Tightness in Skorohod Space

This post continues the theme of revising topics in the analytic toolkit relevant to proving convergence of stochastic processes. Of particular interest is the question of how to prove that families of Markov chains might have a process scaling limit converging to a solution of some stochastic differential equation, in a generalisation of Donsker’s theorem for Brownian motion. In this post, however, we address more general aspects of convergence of stochastic processes, with particular reference to Skorohod space.

__Aim 1__
In the post on tightness in Skorohod space, what theorem is the convergence of Markov chains to a stochastic differential equation described as generalizing?

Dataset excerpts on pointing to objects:
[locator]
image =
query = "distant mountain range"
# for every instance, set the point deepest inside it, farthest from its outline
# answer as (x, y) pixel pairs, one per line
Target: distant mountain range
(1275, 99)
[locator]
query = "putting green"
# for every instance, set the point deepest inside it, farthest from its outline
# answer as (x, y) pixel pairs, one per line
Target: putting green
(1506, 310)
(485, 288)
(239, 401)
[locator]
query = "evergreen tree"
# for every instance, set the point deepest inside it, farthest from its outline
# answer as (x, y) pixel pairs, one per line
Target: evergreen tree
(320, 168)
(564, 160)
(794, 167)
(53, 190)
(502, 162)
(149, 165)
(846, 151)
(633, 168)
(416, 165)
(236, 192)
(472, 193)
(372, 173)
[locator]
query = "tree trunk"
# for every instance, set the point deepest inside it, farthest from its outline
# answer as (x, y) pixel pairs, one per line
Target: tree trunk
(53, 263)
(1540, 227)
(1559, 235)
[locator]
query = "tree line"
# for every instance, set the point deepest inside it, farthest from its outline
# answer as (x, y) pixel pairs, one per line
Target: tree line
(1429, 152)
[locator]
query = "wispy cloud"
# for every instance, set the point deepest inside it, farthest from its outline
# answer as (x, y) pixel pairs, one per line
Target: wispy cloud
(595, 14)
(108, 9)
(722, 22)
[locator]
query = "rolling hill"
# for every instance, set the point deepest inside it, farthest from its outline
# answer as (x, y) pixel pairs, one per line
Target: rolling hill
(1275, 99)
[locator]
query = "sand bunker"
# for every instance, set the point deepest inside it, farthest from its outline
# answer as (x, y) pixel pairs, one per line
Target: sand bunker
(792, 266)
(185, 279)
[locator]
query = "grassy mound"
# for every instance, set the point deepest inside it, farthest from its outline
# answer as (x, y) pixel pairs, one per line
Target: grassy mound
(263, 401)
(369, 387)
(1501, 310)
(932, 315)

__Aim 2__
Locate each line in the entries that contains the string "Target" and copy it.

__Written response 1__
Donsker's theorem for Brownian motion.

__Written response 2__
Target: distant mountain range
Target: putting green
Target: evergreen tree
Target: tree trunk
Target: tree line
Target: wispy cloud
Target: rolling hill
Target: sand bunker
Target: grassy mound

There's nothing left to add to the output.